I would like to say I’ve been so busy fixing, making, moving and changing that I haven’t had time to add posts to this blog…

Not to say I haven’t done anything. There has been change: a new diet and 15 pounds gone. There has been fixing: a new garage door lock, a drawer not sticking any more. There has been making: more cooking at home, a seat cushion for his truck. There has been moving: a new home, decisions about what stays and goes.

So I can pretend that’s been enough to neglect my diatribe on motivation.

The problem is that I’ve neglected some things, those very same things that have been neglected all along. Life is moving forward and keeping me busy, but I am constantly losing sight of my goals.

Why?

1) I feel alone. I do not have the support I need, and I discount the support I get. Ugh, I hate admitting that but I think it might be true.

2) I feel overwhelmed. There is so much to do, so much I want to do, and I feel like I must do it all exactly the right way. It’s a bit intimidating.

Written instruction -> Quote the blog post about motivation word for word, beginning at the words "Not to say I" and stopping after "diatribe on motivation.".

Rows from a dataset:
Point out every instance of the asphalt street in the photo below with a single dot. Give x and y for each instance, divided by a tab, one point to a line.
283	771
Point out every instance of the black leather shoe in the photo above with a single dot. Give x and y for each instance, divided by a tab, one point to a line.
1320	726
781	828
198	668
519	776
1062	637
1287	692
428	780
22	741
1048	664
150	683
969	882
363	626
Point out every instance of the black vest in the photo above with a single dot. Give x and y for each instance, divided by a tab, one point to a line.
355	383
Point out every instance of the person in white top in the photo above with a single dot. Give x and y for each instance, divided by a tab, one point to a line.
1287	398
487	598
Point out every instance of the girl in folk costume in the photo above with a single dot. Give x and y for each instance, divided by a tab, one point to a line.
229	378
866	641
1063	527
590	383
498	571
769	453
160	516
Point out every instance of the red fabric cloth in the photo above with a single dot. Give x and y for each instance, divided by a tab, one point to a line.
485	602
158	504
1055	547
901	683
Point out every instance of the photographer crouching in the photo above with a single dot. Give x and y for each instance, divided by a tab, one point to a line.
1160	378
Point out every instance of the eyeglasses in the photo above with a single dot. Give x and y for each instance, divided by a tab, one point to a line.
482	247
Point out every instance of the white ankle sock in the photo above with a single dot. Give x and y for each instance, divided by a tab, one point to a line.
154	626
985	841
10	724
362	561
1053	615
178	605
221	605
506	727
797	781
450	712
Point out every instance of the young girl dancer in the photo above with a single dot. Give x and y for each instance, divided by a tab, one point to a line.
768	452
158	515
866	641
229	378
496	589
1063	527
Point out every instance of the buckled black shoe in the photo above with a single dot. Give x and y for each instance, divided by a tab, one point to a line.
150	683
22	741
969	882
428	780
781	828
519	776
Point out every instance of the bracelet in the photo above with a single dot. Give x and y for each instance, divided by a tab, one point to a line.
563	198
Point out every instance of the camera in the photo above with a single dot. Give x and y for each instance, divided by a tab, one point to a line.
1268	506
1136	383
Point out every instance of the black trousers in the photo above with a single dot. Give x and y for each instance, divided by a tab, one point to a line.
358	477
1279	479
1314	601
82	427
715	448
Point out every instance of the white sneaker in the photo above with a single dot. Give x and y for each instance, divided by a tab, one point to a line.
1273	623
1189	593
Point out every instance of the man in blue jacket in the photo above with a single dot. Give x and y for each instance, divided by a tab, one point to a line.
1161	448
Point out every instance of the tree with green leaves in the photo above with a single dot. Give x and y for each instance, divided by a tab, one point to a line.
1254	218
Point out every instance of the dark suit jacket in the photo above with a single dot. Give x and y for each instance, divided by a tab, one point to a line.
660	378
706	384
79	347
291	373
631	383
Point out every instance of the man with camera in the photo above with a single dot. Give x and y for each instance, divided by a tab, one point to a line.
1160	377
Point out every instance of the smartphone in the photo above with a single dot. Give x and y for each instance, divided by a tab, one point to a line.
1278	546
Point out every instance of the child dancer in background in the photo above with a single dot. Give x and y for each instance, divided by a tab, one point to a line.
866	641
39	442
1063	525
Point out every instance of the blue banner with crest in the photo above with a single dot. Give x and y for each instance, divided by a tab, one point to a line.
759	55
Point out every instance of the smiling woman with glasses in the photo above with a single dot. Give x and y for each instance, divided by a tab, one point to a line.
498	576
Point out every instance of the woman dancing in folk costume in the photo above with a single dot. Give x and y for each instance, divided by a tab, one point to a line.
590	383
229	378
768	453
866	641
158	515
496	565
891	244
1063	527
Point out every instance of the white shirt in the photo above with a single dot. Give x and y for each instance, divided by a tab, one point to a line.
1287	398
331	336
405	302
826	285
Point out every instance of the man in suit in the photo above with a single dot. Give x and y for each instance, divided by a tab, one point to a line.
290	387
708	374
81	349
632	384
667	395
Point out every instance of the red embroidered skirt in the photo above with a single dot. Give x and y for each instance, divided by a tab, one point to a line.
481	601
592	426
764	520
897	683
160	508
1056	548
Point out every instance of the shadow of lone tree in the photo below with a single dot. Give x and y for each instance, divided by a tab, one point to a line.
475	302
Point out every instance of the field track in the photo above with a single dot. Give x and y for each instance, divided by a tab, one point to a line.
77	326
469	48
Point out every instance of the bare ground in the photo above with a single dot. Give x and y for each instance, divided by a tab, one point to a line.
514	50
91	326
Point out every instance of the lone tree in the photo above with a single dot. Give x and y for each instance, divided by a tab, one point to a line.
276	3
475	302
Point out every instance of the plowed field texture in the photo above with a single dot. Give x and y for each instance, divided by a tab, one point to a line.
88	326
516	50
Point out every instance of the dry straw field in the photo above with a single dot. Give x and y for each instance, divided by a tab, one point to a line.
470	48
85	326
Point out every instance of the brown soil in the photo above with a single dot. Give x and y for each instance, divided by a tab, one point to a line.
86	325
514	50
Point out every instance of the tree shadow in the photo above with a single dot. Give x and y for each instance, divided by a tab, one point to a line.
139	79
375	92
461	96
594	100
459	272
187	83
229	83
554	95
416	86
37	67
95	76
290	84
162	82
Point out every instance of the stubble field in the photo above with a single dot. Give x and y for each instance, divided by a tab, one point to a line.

Expected output ->
Not to say I haven’t done anything. There has been change: a new diet and 15 pounds gone. There has been fixing: a new garage door lock, a drawer not sticking any more. There has been making: more cooking at home, a seat cushion for his truck. There has been moving: a new home, decisions about what stays and goes.

So I can pretend that’s been enough to neglect my diatribe on motivation.